• [DESCRIPTION OF THE TASK] The lines to extract begin at the one containing "Where can you find the haze" and run to the end of the listing; set them down exactly and alone.

• [PROVIDED ENTRIES]
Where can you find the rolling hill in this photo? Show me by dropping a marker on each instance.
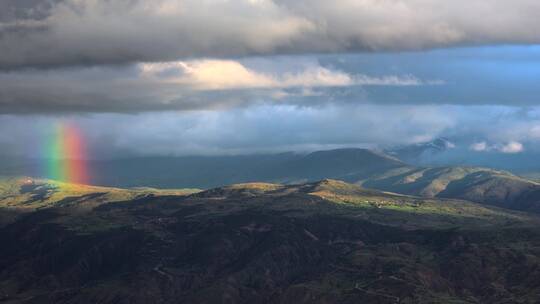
(318, 242)
(487, 186)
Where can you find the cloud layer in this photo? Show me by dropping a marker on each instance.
(178, 85)
(80, 32)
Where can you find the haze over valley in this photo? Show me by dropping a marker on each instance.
(269, 151)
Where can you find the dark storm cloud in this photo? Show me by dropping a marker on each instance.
(77, 32)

• [WRITTEN ANSWER]
Where can you find the haze over valley in this photo? Show me by dropping a marker on each instance.
(269, 151)
Where can you find the dark storm cloud in this photo? Show me by dropping a marker on each instance.
(77, 32)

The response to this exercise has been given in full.